— BEGIN PROVIDED INFORMATION —
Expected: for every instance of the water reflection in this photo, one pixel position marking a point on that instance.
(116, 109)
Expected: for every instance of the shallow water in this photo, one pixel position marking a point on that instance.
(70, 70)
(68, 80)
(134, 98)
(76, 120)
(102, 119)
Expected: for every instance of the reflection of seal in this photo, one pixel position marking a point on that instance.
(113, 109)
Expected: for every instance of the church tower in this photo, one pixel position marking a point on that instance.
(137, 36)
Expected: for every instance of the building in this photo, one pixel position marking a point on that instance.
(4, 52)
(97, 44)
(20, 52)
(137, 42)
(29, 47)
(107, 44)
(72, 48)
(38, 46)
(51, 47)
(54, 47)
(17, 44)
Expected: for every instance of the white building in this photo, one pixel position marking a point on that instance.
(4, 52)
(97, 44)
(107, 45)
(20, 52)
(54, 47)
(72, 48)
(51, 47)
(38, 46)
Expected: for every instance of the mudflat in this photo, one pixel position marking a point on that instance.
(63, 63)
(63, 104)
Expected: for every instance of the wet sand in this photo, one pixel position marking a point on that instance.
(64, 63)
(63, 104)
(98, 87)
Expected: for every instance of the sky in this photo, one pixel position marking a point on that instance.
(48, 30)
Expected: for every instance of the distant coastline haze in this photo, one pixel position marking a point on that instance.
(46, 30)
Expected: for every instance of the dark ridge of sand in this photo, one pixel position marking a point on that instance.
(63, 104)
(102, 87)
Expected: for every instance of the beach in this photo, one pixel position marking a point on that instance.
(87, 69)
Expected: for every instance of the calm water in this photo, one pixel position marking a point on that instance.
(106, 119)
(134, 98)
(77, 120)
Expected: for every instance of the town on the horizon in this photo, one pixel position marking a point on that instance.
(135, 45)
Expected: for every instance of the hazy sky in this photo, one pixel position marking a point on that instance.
— END PROVIDED INFORMATION —
— BEGIN PROVIDED INFORMATION —
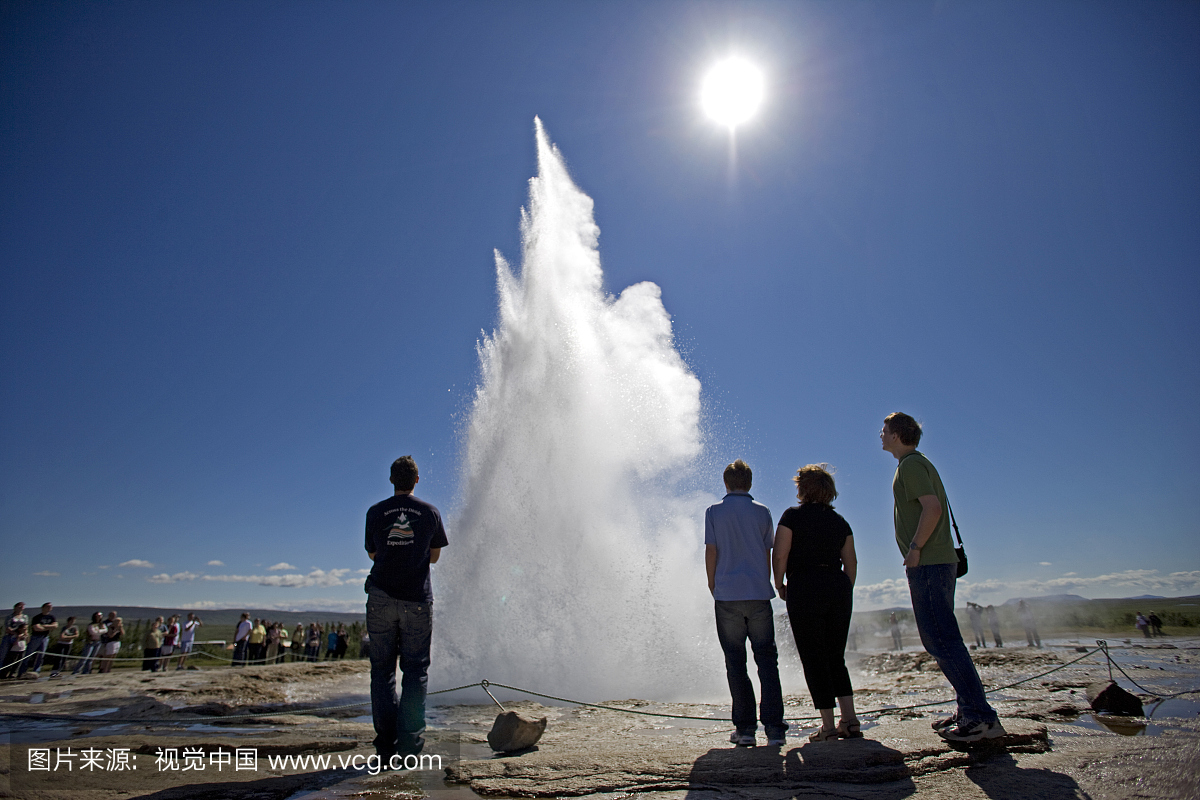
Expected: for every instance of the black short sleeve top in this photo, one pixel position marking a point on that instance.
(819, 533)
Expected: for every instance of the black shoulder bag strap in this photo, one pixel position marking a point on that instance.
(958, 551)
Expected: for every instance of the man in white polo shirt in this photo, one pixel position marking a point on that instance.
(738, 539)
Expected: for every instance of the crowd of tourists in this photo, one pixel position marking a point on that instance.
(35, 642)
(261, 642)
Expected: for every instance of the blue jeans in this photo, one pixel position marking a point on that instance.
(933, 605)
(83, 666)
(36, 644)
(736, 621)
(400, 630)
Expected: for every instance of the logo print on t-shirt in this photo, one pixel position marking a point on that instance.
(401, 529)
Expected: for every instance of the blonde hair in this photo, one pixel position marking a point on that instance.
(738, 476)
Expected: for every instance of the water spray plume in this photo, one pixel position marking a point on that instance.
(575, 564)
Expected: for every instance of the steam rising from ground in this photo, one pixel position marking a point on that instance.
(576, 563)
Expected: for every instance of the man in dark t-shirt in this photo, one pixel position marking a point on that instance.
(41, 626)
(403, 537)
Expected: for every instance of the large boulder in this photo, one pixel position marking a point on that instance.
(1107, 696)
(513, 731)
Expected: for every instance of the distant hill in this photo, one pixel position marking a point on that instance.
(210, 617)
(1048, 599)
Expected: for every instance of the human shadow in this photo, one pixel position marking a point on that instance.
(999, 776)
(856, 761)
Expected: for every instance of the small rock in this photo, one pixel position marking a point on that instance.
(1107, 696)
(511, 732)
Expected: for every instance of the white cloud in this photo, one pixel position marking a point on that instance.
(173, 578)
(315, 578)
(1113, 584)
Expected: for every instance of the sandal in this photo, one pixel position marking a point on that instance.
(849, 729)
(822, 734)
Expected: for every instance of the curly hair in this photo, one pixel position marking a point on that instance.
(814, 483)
— END PROVIDED INFORMATION —
— BEGIN PROVIDED INFORMATION —
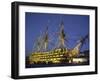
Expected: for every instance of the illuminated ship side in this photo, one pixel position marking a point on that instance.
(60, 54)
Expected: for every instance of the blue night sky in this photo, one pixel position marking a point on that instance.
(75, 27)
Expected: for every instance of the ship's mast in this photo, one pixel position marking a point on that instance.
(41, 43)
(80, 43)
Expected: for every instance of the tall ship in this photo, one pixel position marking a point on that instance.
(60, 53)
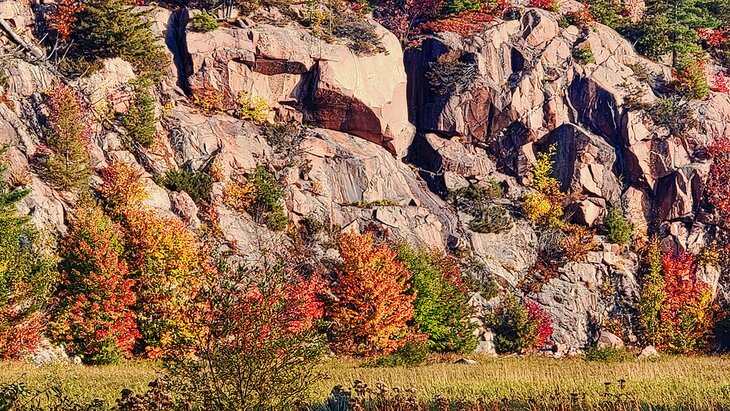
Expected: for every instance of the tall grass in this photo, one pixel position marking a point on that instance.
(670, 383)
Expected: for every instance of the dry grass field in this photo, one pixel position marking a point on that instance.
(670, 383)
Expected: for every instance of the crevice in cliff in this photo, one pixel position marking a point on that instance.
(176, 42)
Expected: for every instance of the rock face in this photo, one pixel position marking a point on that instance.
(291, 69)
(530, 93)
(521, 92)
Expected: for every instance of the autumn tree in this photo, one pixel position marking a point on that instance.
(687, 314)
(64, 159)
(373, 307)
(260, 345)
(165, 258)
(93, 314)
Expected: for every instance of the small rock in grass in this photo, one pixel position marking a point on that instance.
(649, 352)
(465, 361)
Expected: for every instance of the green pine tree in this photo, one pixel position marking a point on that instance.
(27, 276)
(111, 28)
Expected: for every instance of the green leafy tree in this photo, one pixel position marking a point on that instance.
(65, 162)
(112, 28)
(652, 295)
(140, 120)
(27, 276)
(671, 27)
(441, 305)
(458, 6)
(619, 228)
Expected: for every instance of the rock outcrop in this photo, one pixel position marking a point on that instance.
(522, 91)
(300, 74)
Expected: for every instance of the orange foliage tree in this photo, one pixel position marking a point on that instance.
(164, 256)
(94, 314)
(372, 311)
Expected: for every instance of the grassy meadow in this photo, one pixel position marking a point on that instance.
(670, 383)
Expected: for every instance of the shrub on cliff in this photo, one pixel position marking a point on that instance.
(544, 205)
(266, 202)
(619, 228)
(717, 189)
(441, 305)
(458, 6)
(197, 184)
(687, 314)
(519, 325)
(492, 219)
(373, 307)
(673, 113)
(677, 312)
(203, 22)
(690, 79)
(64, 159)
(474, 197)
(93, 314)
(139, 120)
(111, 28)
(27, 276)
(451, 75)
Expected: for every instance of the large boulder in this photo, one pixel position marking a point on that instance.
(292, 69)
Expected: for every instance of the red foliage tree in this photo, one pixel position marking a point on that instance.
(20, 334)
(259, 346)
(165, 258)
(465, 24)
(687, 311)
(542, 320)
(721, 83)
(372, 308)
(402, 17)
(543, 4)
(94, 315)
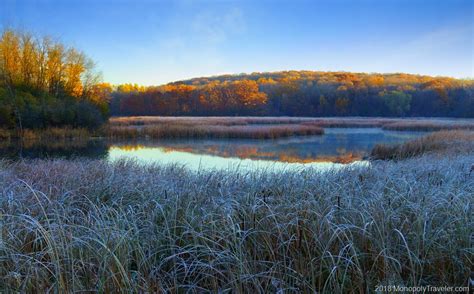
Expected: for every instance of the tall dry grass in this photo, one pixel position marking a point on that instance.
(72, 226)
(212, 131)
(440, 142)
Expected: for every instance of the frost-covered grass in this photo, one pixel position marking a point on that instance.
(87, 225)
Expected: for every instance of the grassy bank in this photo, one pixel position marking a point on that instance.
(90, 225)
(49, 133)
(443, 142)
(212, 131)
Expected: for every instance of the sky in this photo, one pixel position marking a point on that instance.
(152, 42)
— END PROVIDED INFORMATION —
SET TASK » Return each line of the records above that includes the word "dark", keeping those lines in their original order.

THE SOLUTION »
Expected: for every instance of the dark ridge of sand in this photo, one pixel position marking a point on that instance.
Expected: for every instance of the man in dark t-shirt in this photo, one pixel position marking a point on that instance.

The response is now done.